■ Text shown:
Singapore ran tests for all ten languages, after which each Network member then independently conducted human annotation to review the responses and the efficacy of the automated grader in their respective expert languages to inform the group results. The consistency of responses across languages was also studied.
In addition, Australia and Japan also ran the tests in Mandarin Chinese and Japanese, respectively, to assess the impact of differences in inference environment on results.
It is important to note some limitations of this exercise. While benchmarks aimed to cover aforementioned risk areas, they cannot fully represent them. The human annotation and reported results are based on a single run of the benchmarks for each language. This decision was informed by pre-testing multiple runs in English, Japanese, and Chinese to ensure consistency in aggregate results. Finally, for some languages, human annotations had limited reviewers and cross-checking, which could impact the reliability of the results. Spot checks were conducted to minimize this risk.
The Network also tested Mistral Large on two cybersecurity benchmarks: Cybench and an internal benchmark developed by France. Japan and the Republic of Korea provided unique translations of the cyber benchmarks into Japanese and Korean to evaluate whether the model’s cyber capabilities were impacted by running prompts in a non-English language.
After discussion with the other Network members, the UK ran both evaluations (Cybench and the dataset provided by France) with a temperature of one, a 100 messages limit, and ten epochs (attempts) for a total of 8004 and 130,0005 samples, respectively, using the Inspect evaluation framework.6 In addition to input and analysis from the US and Singapore, Japan used Cybench data to conduct comparative analysis in Japanese and English.
From these two exercises, the Network identified several findings to inform future international testing efforts, which are detailed below.
Key Takeaways to Inform for Future International Testing Efforts
These findings focus on the methodology of this joint testing exercise and key challenges and priorities for future international initiatives. This understanding enables more robust testing efforts and demonstrates the benefits of international cooperation on foundation model testing.
When reviewing the multilingual testing, the automated evaluation results appear to be relatively comparable across languages, though there were outliers in some testing categories like privacy.
However, upon closer consideration, expert human review found discrepancies between the automated results and the result of human review and translation in several languages, especially languages for which training data may be less available for AI models, such as Telugu and Farsi.
This underscores the importance of human review in multilingual testing and additional investment in data creation for languages where there is currently less data available for model training. Further scientific inquiry is needed to better understand why models perform differently in different languages, as well as understand how safeguards are translated across languages and contexts.
When conducting the human review of results across languages, Network members highlighted the need for more granular rubrics and definitions when evaluating model output. Despite the use of detailed annotation guides and thoroughly discussed grading criteria, there can inevitably be some level of subjectivity in conducting such tests. There is immense nuance between languages, but even within the context of a single language our reviewers found there to be room for interpretation and subjectivity in evaluating model responses. These discussions highlighted the importance of pre-determined standardization of evaluation criteria to better compare model performance across domains and languages.

■ Extracted information:
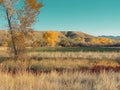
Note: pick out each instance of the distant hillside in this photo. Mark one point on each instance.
(112, 37)
(65, 39)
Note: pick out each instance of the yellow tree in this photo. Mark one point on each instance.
(50, 37)
(20, 20)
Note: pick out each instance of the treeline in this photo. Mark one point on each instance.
(53, 38)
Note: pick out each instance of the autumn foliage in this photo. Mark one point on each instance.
(50, 37)
(101, 41)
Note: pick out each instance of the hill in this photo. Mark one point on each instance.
(112, 37)
(65, 39)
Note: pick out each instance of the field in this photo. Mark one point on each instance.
(85, 68)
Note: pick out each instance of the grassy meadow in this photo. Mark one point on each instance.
(62, 69)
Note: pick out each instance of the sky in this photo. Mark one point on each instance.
(96, 17)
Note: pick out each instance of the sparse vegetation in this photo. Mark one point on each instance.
(64, 81)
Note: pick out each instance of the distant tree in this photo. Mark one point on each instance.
(20, 21)
(101, 41)
(50, 37)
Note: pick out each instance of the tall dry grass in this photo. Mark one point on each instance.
(56, 81)
(76, 55)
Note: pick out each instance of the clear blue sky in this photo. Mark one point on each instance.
(96, 17)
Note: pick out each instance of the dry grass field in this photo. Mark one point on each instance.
(56, 81)
(61, 71)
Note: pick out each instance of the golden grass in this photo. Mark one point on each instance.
(76, 55)
(56, 81)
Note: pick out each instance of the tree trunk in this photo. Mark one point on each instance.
(12, 34)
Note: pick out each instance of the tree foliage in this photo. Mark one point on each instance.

■ Written problem:
Reproduce the passage of the report on international model testing from "In addition, Australia" to "minimize this risk.". The records that accompany this text have no connection to it.

■ Result of this exercise:
In addition, Australia and Japan also ran the tests in Mandarin Chinese and Japanese, respectively, to assess the impact of differences in inference environment on results.
It is important to note some limitations of this exercise. While benchmarks aimed to cover aforementioned risk areas, they cannot fully represent them. The human annotation and reported results are based on a single run of the benchmarks for each language. This decision was informed by pre-testing multiple runs in English, Japanese, and Chinese to ensure consistency in aggregate results. Finally, for some languages, human annotations had limited reviewers and cross-checking, which could impact the reliability of the results. Spot checks were conducted to minimize this risk.